* _RECORDS PROVIDED_:
====
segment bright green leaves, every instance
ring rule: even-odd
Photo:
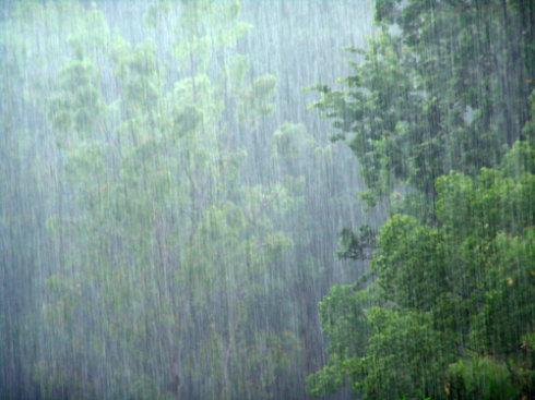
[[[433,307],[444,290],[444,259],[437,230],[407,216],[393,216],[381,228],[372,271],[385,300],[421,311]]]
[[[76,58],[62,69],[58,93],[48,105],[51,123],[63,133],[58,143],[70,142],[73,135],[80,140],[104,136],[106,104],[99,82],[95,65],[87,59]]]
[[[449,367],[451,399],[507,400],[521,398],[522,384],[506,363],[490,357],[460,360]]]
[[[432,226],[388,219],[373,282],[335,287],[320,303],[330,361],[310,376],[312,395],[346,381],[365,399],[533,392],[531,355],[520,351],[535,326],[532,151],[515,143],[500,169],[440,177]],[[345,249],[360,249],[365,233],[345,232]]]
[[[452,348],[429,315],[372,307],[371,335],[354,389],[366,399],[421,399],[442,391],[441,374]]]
====
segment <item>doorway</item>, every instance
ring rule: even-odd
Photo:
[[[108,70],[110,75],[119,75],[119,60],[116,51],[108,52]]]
====
* _INSTRUCTION_:
Give the lines of the records from the line holding "segment <item>doorway</item>, every instance" through the line holding "[[[108,70],[110,75],[119,75],[119,60],[116,51],[108,52]]]", both included, as a numbered list without blank lines.

* _EXERCISE OUTPUT_:
1. segment <item>doorway</item>, every instance
2. ring rule: even-odd
3. Photo:
4. [[[108,70],[110,75],[119,75],[119,60],[116,51],[108,52]]]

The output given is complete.